-- Begin Task input --

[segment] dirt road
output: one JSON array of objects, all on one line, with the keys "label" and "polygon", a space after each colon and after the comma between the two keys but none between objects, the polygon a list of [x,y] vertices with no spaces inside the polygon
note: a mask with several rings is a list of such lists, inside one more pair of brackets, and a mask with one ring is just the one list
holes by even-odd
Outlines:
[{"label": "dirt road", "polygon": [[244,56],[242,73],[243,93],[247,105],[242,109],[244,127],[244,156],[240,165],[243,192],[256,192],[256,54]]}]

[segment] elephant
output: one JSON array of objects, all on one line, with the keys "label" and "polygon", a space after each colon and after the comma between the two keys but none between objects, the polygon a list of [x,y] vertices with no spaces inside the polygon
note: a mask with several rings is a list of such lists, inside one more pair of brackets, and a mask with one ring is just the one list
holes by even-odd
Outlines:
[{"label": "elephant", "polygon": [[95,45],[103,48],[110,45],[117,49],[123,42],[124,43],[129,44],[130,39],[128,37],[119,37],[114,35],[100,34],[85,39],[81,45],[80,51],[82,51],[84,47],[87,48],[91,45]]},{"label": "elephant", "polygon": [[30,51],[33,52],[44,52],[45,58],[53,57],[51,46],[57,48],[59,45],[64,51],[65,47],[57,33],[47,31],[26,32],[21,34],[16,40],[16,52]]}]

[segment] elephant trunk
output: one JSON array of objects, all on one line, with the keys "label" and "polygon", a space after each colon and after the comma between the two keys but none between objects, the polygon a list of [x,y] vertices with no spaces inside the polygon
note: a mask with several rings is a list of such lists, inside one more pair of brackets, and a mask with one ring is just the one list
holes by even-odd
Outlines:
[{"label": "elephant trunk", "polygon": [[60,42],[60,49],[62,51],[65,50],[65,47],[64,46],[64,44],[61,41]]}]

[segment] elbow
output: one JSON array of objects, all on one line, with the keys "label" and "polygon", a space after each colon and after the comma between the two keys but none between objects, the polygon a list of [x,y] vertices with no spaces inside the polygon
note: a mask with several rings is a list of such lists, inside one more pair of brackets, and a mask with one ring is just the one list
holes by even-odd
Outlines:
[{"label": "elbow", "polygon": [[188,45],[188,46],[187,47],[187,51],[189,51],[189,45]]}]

-- End Task input --
-- Begin Task input --

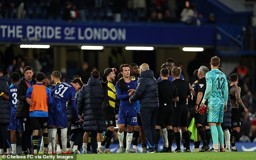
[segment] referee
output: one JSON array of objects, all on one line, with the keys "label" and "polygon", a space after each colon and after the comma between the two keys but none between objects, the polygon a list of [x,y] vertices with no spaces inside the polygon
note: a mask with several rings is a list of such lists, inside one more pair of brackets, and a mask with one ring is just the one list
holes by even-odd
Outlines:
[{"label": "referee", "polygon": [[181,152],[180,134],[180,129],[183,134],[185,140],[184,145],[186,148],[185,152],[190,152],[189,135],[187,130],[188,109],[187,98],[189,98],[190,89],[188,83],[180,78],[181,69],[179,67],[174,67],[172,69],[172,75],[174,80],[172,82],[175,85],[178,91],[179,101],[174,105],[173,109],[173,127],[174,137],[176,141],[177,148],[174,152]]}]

-- End Task input --

**Written instruction:** Report every line in the listing above that contains the string "segment".

**Answer to this problem:**
[segment] dirt road
[segment] elephant
[segment] elephant trunk
[segment] elbow
[segment] referee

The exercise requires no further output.